[Information given]:

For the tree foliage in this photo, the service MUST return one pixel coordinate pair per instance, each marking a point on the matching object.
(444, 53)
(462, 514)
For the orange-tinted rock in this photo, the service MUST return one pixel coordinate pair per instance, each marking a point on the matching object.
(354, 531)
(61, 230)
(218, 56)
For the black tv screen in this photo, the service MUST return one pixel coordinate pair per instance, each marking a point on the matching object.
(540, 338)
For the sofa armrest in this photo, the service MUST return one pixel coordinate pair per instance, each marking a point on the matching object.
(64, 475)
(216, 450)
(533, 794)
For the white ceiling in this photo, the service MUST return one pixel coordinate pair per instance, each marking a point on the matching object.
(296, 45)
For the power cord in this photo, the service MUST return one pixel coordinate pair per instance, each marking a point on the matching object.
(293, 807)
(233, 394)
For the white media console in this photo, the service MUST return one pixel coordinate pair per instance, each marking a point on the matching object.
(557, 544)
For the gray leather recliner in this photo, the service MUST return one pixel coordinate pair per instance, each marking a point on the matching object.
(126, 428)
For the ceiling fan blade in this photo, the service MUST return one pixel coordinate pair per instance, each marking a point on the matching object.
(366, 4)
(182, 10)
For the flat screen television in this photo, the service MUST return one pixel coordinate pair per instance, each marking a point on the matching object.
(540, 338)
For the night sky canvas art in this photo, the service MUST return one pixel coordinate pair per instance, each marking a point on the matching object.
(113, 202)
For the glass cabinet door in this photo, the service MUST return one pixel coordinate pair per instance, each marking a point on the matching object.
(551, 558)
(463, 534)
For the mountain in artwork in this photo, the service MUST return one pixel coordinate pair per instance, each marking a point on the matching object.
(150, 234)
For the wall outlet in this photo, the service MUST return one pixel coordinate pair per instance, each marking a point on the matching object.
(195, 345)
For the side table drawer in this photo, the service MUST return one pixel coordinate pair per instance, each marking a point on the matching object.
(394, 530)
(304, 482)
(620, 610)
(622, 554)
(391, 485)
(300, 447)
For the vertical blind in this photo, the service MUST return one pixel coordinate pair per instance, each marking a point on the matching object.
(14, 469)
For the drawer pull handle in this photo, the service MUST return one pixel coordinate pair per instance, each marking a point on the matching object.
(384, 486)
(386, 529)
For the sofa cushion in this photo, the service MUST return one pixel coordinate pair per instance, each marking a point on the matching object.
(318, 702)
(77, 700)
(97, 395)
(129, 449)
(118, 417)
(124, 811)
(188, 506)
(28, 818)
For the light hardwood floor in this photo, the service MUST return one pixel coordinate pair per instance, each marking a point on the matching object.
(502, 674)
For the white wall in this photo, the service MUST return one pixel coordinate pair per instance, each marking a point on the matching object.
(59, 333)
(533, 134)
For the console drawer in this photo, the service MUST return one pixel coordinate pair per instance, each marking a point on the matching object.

[Work instructions]:
In the answer, please give only the lines from the line containing "For the side" through the final line of the data, copied exactly.

[Output of the exercise]:
For the side table drawer in this photo, the service MUST return one pixel coordinate pair per instance, each marking a point on the matching object.
(394, 530)
(304, 482)
(620, 610)
(622, 554)
(391, 485)
(300, 447)
For the vertical blind in this photo, the service MUST return one pixel coordinate pair per instance, each marking a point on the matching object.
(14, 469)
For the drawer pull handle in this photo, the service MUST return one pixel coordinate pair per instance, each marking a point on the matching object.
(384, 486)
(386, 529)
For the sofa cushion in this photo, the service MUST return one pixel coordinate pair per instance, each marking a point on the matching object.
(318, 702)
(77, 700)
(97, 395)
(129, 449)
(118, 417)
(124, 811)
(188, 506)
(28, 818)
For the light hardwood floor in this photo, the service MUST return one pixel coordinate pair per instance, each marking a point on the matching object.
(502, 674)
For the white wall in this photo, the service MUST return one pixel coordinate pair per instance, each marking a point on the matching object.
(59, 333)
(533, 134)
For the console drawer in this photo, the service MUST return one pixel coordinate pair per instance, each marking a point on the matching object.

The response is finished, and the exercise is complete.